Copy the data from the very beginning through the line containing "[[199, 558], [97, 381], [35, 313], [281, 522]]", swapping "bouquet" for "posy" and leaving everything else unchanged.

— start of INPUT DATA —

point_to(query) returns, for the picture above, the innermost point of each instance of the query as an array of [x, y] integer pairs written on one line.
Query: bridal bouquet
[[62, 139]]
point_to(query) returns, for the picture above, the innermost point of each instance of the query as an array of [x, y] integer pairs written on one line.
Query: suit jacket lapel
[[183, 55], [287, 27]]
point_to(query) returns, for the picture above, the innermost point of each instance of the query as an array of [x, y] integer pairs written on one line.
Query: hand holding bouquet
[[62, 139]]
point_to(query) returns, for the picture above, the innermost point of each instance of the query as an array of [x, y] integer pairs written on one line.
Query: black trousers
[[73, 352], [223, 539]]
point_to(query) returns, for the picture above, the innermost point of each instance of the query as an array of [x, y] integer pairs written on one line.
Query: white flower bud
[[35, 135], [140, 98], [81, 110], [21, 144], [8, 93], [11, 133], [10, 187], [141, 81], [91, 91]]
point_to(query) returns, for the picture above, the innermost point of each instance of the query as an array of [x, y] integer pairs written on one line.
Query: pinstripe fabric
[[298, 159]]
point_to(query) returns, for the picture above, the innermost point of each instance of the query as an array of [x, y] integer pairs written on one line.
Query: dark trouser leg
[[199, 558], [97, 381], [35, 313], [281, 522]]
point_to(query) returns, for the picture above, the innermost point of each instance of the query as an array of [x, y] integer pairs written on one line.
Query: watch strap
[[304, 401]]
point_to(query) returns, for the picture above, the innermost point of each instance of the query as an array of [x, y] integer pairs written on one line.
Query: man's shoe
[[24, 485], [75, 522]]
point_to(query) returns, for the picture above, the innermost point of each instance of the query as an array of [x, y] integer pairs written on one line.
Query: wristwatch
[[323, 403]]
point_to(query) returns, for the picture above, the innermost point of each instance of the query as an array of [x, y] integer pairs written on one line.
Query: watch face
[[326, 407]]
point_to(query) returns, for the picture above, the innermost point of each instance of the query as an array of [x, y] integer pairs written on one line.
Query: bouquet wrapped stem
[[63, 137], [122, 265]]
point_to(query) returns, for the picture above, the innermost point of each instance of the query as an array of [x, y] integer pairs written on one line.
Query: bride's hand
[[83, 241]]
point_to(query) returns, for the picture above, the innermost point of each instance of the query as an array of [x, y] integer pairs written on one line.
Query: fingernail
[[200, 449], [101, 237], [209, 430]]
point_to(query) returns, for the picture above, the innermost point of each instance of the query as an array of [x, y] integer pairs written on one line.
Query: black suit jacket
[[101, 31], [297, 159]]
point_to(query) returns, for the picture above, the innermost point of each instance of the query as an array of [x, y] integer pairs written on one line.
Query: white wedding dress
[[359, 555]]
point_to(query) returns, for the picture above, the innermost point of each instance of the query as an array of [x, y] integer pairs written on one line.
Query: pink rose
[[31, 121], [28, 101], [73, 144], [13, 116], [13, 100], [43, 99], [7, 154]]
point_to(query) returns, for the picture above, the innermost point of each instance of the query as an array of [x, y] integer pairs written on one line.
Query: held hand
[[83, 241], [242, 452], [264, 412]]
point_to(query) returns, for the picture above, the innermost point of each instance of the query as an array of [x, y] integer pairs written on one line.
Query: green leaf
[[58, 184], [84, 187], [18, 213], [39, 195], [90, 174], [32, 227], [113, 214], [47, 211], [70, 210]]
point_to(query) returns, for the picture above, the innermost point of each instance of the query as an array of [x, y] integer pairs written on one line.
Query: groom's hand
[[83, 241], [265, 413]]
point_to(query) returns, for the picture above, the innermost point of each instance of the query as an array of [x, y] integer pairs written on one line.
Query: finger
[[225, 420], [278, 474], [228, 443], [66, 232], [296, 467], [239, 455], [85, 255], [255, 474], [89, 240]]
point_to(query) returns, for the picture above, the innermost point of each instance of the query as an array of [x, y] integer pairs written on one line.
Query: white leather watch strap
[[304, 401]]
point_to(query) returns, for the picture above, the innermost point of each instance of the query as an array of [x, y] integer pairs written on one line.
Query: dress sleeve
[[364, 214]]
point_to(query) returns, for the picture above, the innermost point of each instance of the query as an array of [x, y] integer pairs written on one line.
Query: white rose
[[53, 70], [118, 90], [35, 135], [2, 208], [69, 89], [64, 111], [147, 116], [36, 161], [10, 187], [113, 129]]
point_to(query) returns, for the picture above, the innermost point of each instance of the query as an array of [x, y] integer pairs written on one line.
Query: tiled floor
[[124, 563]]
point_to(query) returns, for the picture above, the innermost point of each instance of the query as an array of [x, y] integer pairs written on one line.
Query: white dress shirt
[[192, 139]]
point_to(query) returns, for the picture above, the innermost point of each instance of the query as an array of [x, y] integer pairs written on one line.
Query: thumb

— end of INPUT DATA —

**REPLY TO THE EXERCISE**
point_to(query) returns, for the picture above, the innermost point of each instance of the query as an array of [x, y] integer pairs written on one line.
Query: bridal posy
[[62, 139]]
point_to(query) returns, for the picture above, the innermost point of each instance of the query as an array of [x, y] integer pairs written on one line.
Query: suit jacket lapel
[[183, 55], [287, 27]]
point_to(query) returns, for the picture above, the innermost point of each instance of the query as an array of [x, y] integer pairs written on one line.
Query: hand holding posy
[[62, 139]]
point_to(query) returns, for the picture above, the innermost point of each instance of the query as an array of [x, y] integer pairs written on one line.
Query: black trousers
[[73, 352], [223, 539]]
point_to(query) returns, for the picture above, the innermost point of each instance of the query as an array of [x, y] integer pairs written on one line.
Query: white flower bud
[[35, 135], [140, 98], [81, 110], [21, 144], [8, 93], [11, 133], [10, 187], [141, 81], [91, 91]]
point_to(query) returns, for the picture above, the innermost point of each instance of the query as an array of [x, y] integer pairs written on one line.
Query: pinstripe fabric
[[298, 159]]
point_to(query) returns, for the picture above, the innermost point of each instance of the query as an array of [x, y] integer pairs written on one line.
Query: dark trouser leg
[[199, 558], [97, 381], [35, 313], [281, 522]]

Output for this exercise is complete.